Aim A:
List every username that appears in a heading of the forum thread below about buying a home coffee machine.

Quoted passage:
# Which home expresso machine to buy?



## ahoythere48 (Apr 17, 2011)

Anyone have advice or links on which expresso machine to buy for home use. Happy to spend up to £1750 on one. My first choice would be a La marzocco GS3 but far too much money!

Look forward to hearing from anyone out there.


----------



## dwalsh1 (Mar 3, 2010)

There are loads of forums offering buying advice. If you know of a GS3 then you probably have heard of the rest of them. It's your choice.


----------



## lookseehear (Jul 16, 2010)

Do you have a grinder? If not the grinder will take a decent chunk of the budget.


----------



## garydyke1 (Mar 9, 2011)

Material to process:
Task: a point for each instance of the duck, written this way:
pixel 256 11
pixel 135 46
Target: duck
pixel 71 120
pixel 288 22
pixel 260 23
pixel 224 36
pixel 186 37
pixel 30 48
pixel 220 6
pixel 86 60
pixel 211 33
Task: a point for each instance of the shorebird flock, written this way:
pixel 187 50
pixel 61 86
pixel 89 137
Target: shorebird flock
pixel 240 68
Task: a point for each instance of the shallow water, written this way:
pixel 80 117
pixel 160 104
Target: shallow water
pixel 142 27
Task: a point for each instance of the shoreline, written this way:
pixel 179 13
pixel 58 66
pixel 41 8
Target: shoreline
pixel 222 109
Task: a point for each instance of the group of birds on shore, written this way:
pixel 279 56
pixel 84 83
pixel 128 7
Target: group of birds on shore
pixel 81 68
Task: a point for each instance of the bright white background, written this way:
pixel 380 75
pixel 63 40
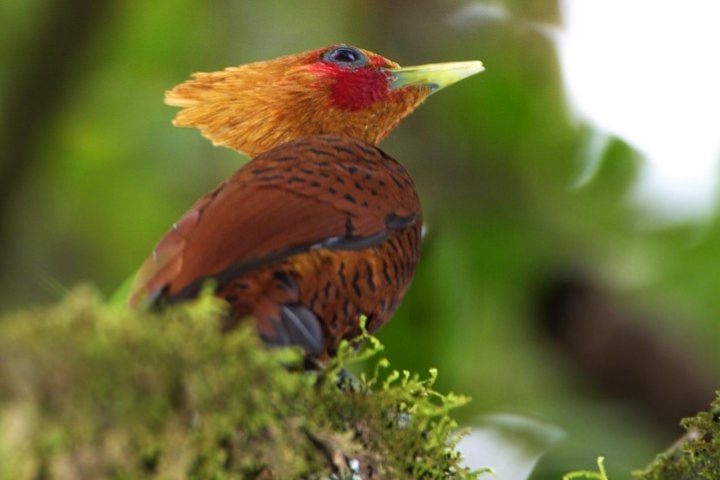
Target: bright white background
pixel 649 71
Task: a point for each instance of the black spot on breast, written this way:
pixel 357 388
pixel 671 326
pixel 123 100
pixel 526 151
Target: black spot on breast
pixel 369 277
pixel 366 150
pixel 270 178
pixel 317 151
pixel 341 149
pixel 284 278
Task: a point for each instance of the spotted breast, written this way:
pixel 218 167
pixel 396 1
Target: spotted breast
pixel 304 239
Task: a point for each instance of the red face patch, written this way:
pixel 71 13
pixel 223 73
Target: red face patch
pixel 354 89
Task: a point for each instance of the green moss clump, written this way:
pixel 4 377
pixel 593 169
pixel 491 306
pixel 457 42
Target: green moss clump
pixel 93 391
pixel 696 456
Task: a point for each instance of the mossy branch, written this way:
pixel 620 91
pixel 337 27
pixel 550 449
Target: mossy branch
pixel 92 391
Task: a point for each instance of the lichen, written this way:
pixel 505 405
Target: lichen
pixel 88 390
pixel 695 456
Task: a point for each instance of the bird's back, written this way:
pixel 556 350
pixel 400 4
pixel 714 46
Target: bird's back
pixel 304 238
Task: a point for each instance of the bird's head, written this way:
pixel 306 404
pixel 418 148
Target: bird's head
pixel 340 89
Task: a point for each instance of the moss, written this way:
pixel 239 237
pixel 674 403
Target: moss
pixel 93 391
pixel 695 456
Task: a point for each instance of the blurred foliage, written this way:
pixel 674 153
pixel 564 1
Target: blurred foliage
pixel 91 391
pixel 495 158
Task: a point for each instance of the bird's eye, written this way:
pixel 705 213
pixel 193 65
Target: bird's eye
pixel 346 57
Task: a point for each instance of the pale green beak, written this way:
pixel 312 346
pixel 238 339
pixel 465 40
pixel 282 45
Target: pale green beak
pixel 436 76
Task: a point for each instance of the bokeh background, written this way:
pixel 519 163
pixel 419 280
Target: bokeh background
pixel 571 276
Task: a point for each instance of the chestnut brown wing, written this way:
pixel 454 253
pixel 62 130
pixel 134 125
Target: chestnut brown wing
pixel 317 192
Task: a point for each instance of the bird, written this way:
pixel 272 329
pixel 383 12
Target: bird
pixel 321 226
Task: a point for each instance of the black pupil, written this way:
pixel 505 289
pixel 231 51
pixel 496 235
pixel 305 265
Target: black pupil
pixel 345 55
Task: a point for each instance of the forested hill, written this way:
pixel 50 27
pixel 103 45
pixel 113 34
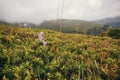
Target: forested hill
pixel 113 21
pixel 65 56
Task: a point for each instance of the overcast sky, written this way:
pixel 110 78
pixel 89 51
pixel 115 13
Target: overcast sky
pixel 37 11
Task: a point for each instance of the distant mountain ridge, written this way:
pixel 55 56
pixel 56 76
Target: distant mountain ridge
pixel 71 26
pixel 113 21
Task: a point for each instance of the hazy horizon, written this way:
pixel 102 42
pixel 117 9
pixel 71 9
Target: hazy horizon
pixel 37 11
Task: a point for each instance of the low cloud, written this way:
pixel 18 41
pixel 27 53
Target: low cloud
pixel 37 11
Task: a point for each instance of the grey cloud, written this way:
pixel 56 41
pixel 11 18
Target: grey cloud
pixel 37 11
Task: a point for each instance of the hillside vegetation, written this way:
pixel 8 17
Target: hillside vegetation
pixel 65 56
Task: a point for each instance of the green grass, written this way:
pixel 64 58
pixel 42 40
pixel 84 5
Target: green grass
pixel 65 57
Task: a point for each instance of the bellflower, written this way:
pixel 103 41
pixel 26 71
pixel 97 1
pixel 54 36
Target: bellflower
pixel 44 43
pixel 40 36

Aim B:
In the rows above, copy out the lines starting at the one that contains "Task: a point for each instance of the red" and ending after the one that contains "pixel 696 456".

Worked solution A:
ahoythere48
dwalsh1
lookseehear
garydyke1

Worked solution B:
Task: a point for each instance of the red face patch, written this way:
pixel 71 13
pixel 223 73
Target: red face patch
pixel 354 89
Task: a point for each instance of the green moss clump, written this way:
pixel 4 377
pixel 593 169
pixel 491 306
pixel 457 42
Target: green moss clump
pixel 93 391
pixel 696 456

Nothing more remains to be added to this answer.